━━ Article ━━
# Delrin flashlight body



## series8217 (Jan 13, 2009)

Delrin machines very nicely and is dimensionally stable.
Seems like it would make a great lightweight and durable flashlight body assuming the design of the electronics are such that electrical paths through the body are not required.
How well would threads (for an endcap for example) hold up in this material? The endcap would be removed often to replace the batteries. Would stainless steel inserts be required?


----------



## gadget_lover (Jan 14, 2009)

The threads will not hold up well unless you make them very coarse. I have done some fine threading in delrin and it tends to be somewhat fragile.

Dan


----------



## RyanA (Jan 14, 2009)

What if the endcap functioned similarly to a prescription pill canister cap? I dunno if or how that would allow for a switch though.:thinking:


----------



## ToddK (Jan 14, 2009)

Delrin is used for some of the high end backup flashlights for cave/technical diving. For example: http://www.halcyon.net/lights/scout.shtml
I have two of these at home, and agree the pitch is somewhat coarse. I can measure the pitch tonight. EDIT: the pitch is 16 threads per inch.


----------



## Sgt. LED (Jan 14, 2009)

Sounds great to me!


----------



## Mick (Jan 14, 2009)

Black delrin is my favorite material but it has it's place. I have made flashlights with aluminum heads and delrin tubes. I use a double O-ring to hold them together. Put about 90% of the O-ring groove in the aluminum and a chamfer on the outside edge of the delrin grooves. This allows you to pull it apart without too much effort. A big plus for the delrin tube is you can use the new capacitive sensing technology and have a 100% sealed light.


----------



## series8217 (Jan 14, 2009)

Mick said:


> Black delrin is my favorite material but it has it's place. I have made flashlights with aluminum heads and delrin tubes. I use a double O-ring to hold them together. Put about 90% of the O-ring groove in the aluminum and a chamfer on the outside edge of the delrin grooves. This allows you to pull it apart without too much effort. A big plus for the delrin tube is you can use the new capacitive sensing technology and have a 100% sealed light.



That's an interesting idea. So the endcaps just push/snap into place? Have you done any dunk test to see how well it seals?



ToddK said:


> Delrin is used for some of the high end backup flashlights for cave/technical diving. For example: http://www.halcyon.net/lights/scout.shtml
> I have two of these at home, and agree the pitch is somewhat coarse. I can measure the pitch tonight. EDIT: the pitch is 16 threads per inch.



Very cool! Thanks for the info and link.


----------



## kaichu dento (Jan 15, 2009)

If we can trust our lives to delrin ski bindings and boots, I'm sure they can apply SF style square threads to solve that problem and any others that should arise.
━━━
━━ Dataset content ━━
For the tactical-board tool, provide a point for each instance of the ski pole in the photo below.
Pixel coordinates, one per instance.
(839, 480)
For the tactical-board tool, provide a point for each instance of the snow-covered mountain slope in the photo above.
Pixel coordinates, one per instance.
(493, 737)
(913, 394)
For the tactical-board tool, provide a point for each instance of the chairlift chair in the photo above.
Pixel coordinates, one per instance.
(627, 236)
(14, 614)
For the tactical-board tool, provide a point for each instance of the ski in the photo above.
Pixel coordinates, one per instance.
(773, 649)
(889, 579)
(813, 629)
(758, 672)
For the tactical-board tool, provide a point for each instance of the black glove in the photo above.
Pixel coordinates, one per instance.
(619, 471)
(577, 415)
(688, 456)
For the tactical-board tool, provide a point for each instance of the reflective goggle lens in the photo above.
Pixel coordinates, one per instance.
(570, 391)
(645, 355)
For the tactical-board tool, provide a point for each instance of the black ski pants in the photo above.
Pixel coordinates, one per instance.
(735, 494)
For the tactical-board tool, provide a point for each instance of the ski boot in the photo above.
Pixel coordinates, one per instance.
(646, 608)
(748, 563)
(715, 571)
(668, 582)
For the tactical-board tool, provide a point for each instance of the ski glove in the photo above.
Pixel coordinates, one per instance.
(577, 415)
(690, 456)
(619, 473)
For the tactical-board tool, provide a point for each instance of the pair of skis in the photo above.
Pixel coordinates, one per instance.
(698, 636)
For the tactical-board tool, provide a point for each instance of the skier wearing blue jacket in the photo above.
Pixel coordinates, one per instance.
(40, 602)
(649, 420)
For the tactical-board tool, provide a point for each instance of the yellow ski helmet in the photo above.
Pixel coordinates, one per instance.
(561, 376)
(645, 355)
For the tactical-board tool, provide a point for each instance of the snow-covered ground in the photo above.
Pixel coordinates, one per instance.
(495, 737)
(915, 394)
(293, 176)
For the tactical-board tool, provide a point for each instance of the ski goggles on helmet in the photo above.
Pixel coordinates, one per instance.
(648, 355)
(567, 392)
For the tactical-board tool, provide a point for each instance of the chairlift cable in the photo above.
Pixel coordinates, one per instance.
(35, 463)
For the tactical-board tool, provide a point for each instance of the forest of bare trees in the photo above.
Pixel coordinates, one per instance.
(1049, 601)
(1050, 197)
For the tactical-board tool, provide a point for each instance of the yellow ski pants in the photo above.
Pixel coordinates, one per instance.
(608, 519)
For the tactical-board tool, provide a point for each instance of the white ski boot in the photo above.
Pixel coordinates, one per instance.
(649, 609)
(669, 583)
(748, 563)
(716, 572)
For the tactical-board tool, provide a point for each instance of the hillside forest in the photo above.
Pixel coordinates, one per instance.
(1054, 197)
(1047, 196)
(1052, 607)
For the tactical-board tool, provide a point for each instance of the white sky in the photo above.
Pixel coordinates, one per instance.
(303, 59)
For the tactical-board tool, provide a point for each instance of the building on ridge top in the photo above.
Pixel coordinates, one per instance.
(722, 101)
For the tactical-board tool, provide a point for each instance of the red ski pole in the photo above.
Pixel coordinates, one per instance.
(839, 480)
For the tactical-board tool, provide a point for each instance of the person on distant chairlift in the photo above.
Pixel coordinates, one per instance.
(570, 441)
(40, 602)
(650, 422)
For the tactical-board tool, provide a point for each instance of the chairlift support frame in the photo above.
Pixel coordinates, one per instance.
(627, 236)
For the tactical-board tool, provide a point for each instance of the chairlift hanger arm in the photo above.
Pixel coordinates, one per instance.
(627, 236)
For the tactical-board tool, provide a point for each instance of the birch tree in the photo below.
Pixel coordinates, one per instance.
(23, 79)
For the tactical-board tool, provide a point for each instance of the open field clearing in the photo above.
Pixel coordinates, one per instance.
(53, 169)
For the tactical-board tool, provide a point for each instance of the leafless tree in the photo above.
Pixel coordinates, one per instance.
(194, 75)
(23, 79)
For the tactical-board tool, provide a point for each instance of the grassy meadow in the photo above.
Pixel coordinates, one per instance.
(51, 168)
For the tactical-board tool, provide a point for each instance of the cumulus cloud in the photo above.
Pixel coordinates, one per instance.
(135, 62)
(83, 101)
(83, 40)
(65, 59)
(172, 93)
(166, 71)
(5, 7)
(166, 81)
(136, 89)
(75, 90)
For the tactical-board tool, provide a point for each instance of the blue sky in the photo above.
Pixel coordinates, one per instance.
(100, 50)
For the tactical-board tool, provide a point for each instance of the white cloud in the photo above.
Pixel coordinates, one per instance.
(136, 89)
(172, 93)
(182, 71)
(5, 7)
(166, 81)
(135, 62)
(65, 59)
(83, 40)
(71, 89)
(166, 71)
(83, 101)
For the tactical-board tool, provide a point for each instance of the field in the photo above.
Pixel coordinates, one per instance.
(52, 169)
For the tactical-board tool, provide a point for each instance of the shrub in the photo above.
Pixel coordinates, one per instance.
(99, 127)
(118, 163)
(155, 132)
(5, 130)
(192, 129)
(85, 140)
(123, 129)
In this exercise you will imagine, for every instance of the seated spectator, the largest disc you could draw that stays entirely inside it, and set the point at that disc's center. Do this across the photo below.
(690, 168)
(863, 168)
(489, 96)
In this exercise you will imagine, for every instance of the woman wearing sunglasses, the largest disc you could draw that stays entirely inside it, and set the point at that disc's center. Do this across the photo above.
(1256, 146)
━━━
* Instructions
1. Using the forum thread on Delrin flashlight bodies, decide whether each statement agrees with it. Answer yes or no and quote the deciding words. (a) ToddK found the thread pitch on his diving lights to be 16 threads per inch. (b) gadget_lover reports that fine threads cut in delrin are sturdy. (c) Mick places most of the O-ring groove in the delrin tube.
2. Write the next part of the forum thread on Delrin flashlight bodies, starting after its final post.

* Answers given
1.
(a) Yes: "EDIT: the pitch is 16 threads per inch."
(b) No: "I have done some fine threading in delrin and it tends to be somewhat fragile."
(c) No: "Put about 90% of the O-ring groove in the aluminum"

2.
----------



## Mick (Jan 15, 2009)

I just did a quick dunk test of a IR laser light with a single O_ring in a water pitcher for 10 minutes ... no bubbles, no water inside. Not a good test but better than nothing!
One thing to remember about using delrin with aluminum is the vast difference in coefficient of expansion.
Another thing; I get a beautiful knurl on the delrin.
I'll post a picture later; my camera battery was dead.


----------



## Mick (Jan 15, 2009)

This shows the O_ring joint on a battery tube. You can also see the knurling on the rear section. (with lint)


----------



## Axkiker (Jan 15, 2009)

delrin does machine very nicely. I machine alot of it on my milling machine. Its wonderful for making prototypes and molds for casting materials.


----------



## 65535 (Jan 16, 2009)

An idea could be to use close fitting grooved mating parts where the body is delrin and a metallic insert is epoxied in place (grooves to help improve hold) where the metallic insert is threaded

A proper design would be strong and if don't right very clean.


----------



## wquiles (Jan 16, 2009)

Mick said:


> This shows the O_ring joint on a battery tube. You can also see the knurling on the rear section. (with lint)



Very nice 

Will


----------



## will (Jan 17, 2009)

65535 said:


> An idea could be to use close fitting grooved mating parts where the body is delrin and a metallic insert is epoxied in place (grooves to help improve hold) where the metallic insert is threaded




Delrin is like teflon, very few adhesives will work. You have to get the correct adhesive to have anything stick. I have tried epoxy and gorilla glue, neither worked..


----------



## Mick (Jan 17, 2009)

Very true Will; also the difference in expansion rates will break any bond you get. You could try a roughened metal surface with a heavy interference fit.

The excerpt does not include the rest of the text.